Dataset rows:
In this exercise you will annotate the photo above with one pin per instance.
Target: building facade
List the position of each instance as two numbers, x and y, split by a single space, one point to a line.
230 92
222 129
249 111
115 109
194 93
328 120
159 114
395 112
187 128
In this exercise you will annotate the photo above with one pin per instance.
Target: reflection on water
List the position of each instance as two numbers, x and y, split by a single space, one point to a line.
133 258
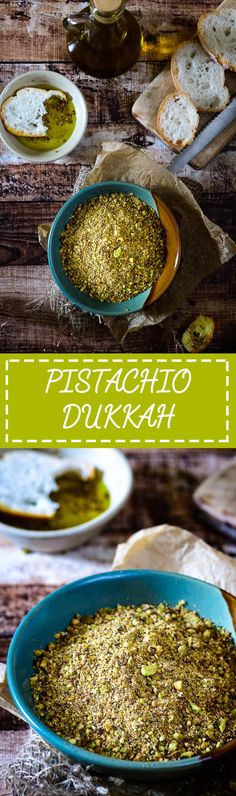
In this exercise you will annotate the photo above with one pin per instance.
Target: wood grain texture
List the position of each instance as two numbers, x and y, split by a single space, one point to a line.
164 482
33 37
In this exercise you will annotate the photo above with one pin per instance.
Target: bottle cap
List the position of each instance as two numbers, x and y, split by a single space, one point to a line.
107 7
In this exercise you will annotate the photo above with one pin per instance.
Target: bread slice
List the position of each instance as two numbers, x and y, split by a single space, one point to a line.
194 71
27 479
177 120
23 113
217 34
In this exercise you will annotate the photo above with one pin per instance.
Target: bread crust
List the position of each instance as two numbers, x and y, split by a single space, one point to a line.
13 130
174 75
220 59
181 145
18 132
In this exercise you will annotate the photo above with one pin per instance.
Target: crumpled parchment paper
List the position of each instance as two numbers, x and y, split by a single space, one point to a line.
205 247
167 547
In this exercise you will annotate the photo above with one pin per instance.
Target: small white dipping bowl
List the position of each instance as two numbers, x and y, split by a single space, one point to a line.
117 476
49 80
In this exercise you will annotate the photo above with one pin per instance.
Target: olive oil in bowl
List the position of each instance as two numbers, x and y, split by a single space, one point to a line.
78 501
60 121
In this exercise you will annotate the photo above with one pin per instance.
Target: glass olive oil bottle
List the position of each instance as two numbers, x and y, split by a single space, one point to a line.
103 39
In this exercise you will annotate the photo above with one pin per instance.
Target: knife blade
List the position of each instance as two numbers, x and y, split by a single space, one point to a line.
212 129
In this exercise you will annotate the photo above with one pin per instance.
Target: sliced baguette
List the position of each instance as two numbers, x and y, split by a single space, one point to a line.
217 34
177 120
22 114
194 72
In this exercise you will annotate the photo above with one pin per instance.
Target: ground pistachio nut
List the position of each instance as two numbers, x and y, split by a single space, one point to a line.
113 247
103 684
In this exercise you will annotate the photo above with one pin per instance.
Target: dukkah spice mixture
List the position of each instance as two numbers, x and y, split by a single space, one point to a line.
148 683
113 247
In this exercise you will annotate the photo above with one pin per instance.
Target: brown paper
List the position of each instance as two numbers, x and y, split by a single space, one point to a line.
216 495
172 549
204 245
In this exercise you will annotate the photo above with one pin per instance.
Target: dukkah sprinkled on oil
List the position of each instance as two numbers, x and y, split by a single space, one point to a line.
148 683
113 247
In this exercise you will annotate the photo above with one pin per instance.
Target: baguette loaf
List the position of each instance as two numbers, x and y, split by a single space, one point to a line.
194 72
177 120
217 34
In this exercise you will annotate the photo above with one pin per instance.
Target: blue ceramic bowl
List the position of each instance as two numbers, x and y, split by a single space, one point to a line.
86 596
71 292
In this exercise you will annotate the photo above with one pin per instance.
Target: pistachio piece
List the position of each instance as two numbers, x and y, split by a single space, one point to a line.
178 685
149 669
194 707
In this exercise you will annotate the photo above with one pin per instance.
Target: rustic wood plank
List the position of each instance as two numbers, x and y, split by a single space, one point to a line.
32 35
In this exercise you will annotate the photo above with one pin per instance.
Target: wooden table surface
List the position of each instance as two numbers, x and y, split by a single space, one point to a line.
32 37
164 482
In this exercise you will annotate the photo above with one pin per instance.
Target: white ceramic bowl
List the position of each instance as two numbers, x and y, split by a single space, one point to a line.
118 478
54 80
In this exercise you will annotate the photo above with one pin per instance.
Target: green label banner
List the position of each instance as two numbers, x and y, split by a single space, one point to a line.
118 400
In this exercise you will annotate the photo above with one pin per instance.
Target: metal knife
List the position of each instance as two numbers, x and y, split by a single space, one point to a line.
212 129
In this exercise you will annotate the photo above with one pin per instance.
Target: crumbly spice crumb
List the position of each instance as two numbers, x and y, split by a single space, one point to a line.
113 247
143 683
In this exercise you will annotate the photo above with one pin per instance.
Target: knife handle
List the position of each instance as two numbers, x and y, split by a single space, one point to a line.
212 149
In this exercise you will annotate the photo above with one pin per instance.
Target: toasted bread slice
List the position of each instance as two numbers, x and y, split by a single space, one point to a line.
194 72
177 120
217 34
22 114
27 479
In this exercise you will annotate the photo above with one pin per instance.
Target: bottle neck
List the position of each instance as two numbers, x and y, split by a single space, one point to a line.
107 11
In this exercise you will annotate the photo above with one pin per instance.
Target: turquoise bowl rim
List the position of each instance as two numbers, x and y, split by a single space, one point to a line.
91 759
69 290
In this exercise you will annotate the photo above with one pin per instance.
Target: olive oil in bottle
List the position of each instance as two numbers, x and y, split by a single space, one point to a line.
103 39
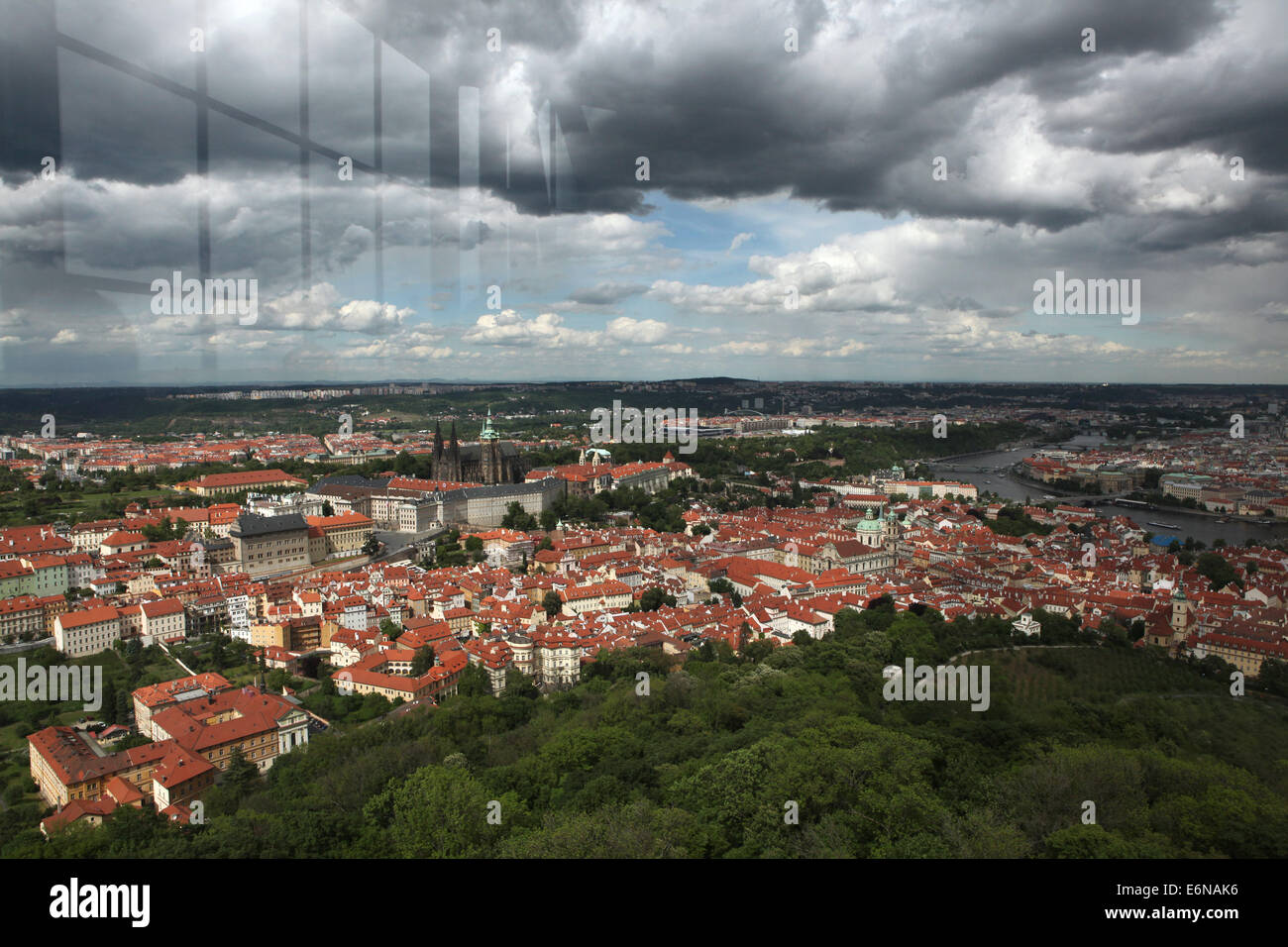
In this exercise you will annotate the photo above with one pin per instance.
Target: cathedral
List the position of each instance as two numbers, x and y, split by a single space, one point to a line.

- [PROBLEM TO WORK ON] Repeat the data exactly, without the pictures.

- [EXERCISE OUTPUT]
In this exercise you will annotate the photo above with one pin per instance.
Target: building facade
List the position of each instance as two numbers, x and y, split by a single space, one point to a line.
230 92
222 129
249 111
115 109
194 93
328 120
159 114
395 112
187 128
In this exercise you will annotate the photo above with one pin per instance.
Target: reflection on water
List the position of each instance as two numbers, x and y, split by a single space, one point to a line.
133 258
In this exercise you will annotate the photo above with one pin per instance.
Target: wood grain texture
List the position of each instance as two numbers, x and y, split by a single space, one point to a line.
164 482
33 37
In this exercise you will annotate the photo above with one pin per instance.
Target: bottle cap
List the position of each instance as two numbers, x and y, split by a single space, one point to a line.
107 7
In this exercise you will annotate the photo above with one pin per instance.
Target: bread slice
List the position of each instance as two numbers, x and y, split by a single space, one point to a line.
194 71
27 479
177 120
23 113
217 34
In this exercise you will annotate the photo above with one pin per instance.
Target: bread crust
List the position of each instance as two numbers, x and y, split by a single space, one point to a line.
13 130
174 75
220 59
181 145
18 132
In this exercise you will annotate the photo above with one pin per instance.
Target: crumpled parchment paper
List the position of each instance as two numbers, x and y, split by a single space, one point to a line.
205 247
167 547
In this exercise you will annotate the photo above with one pin per instance.
Target: small white dipping bowl
List the position of each instance as two numbers, x and y, split by a single space, one point to a line.
117 476
49 80
In this exercise you will annotate the photo above with one pin per instance.
Target: olive oil in bowl
List the position of each instance as two numbers, x and y, split by a single space, one point to a line.
78 501
60 121
In this exercise you will annotate the photo above with one pin per instance.
Target: glass olive oil bottle
List the position of each instance as two numbers, x and y, split by a single space, one point to a line.
103 39
In this exercise you will annotate the photo above with one pin per instance.
Target: knife blade
List the position of each instance as two numbers, x and y, split by a single space, one point to a line.
212 129
In this exercise you will annotate the photo above with one pin per instance.
Target: sliced baguette
List the position of each instance as two numbers, x and y, split by a single space, one point to a line.
217 34
177 120
22 114
194 72
In this exercise you will annotate the photo above with one pin per instance.
Target: ground pistachio nut
List the position of each instance as two numbers, x and y, split by a single space, one point to a line.
113 247
103 684
In this exercise you will annotate the photo above with one pin per instance.
Target: dukkah spice mixture
List the position of each instance as two numbers, x and y, split by a single space, one point to a line.
148 683
113 247
In this exercise you will annotate the photo above with one pin per instance.
Target: brown paper
List the position of each instance as two numbers, x and y, split by a single space, one point to a line.
216 495
172 549
204 245
In this exercise you will annotate the photo above with one pin per instance.
Target: dukkah sprinkled on oil
List the position of each instance as two numbers, x and y, split by a single space, one point to a line.
148 683
113 247
In this exercise you will annotate the photo above with one pin per instance.
Target: baguette loaf
List the position of each instance as two numbers, x and y, split by a single space, one point to a line.
194 72
177 120
217 34
In this exercise you will annotate the photo above with one pin per instance.
Target: blue ceramic bowl
List the position of each instance as two numbers, x and y, split by a single space, one point to a line.
86 596
71 292
In this exercise you will annotate the photo above with one pin per instance.
Target: pistachio piece
List the position of each instance as two numbers, x and y, split by a single space, one point to a line.
178 685
149 669
194 707
In this exercise you will annotate the photo above with one pin per instance.
Target: rustic wood plank
List the position of each instance as two numbers, x and y, split by a single space, one point to a line.
32 35
In this exercise you will annotate the photo above with one pin per instance.
Target: wooden table surface
List the position of each instance as two numbers, x and y, split by a single space, one point to a line.
32 37
164 482
In this exercise you will annotate the photo above with one pin per instance.
Target: white ceramic bowl
List the position of each instance as two numbers, x and y, split by a single space, one point to a line.
118 478
54 80
In this exercise you will annotate the photo above with one pin per instance.
Target: green label banner
List the position of each instance as two numbers, x and y, split by a single space, one point to a line.
118 400
In this exercise you will annotate the photo above with one pin per instance.
Target: metal knife
List the position of each instance as two numbers, x and y, split by a single space, one point to a line.
212 129
In this exercise you will annotate the photo above with one pin per instance.
Target: crumbly spice crumb
List the position of each instance as two numbers, x and y, split by a single space, one point to a line.
113 247
143 683
In this exercise you will annotate the photo above with one pin per instance.
Target: knife handle
List the position of each instance as two numbers, x and y, split by a single space, one point to a line.
212 149
In this exercise you will annotate the photo above with one pin per instance.
Target: toasted bread slice
List the position of each instance as two numbers, x and y, split by a single space, one point to a line.
194 72
177 120
217 34
22 114
27 479
In this exercise you will annotate the photo above with one pin per instance.
Target: bottle neck
List the position of each instance as two numbers, x and y, split by a single space, one point to a line.
107 11
In this exercise you will annotate the photo above with one pin per instance.
Target: turquoise bowl rim
List the position of each instance as two numbers, x and y, split by a single space, one point to a line.
91 759
69 290
In this exercise you will annotate the photo above with one pin per instance.
Target: olive oil in bottle
List the position of each instance as two numbers, x and y, split by a single space, one point to a line.
103 39
In this exercise you will annotate the photo above with one pin per instance.
Target: cathedral
List the position of each instance as two numbers, x and y, split by a single space, one point to a line.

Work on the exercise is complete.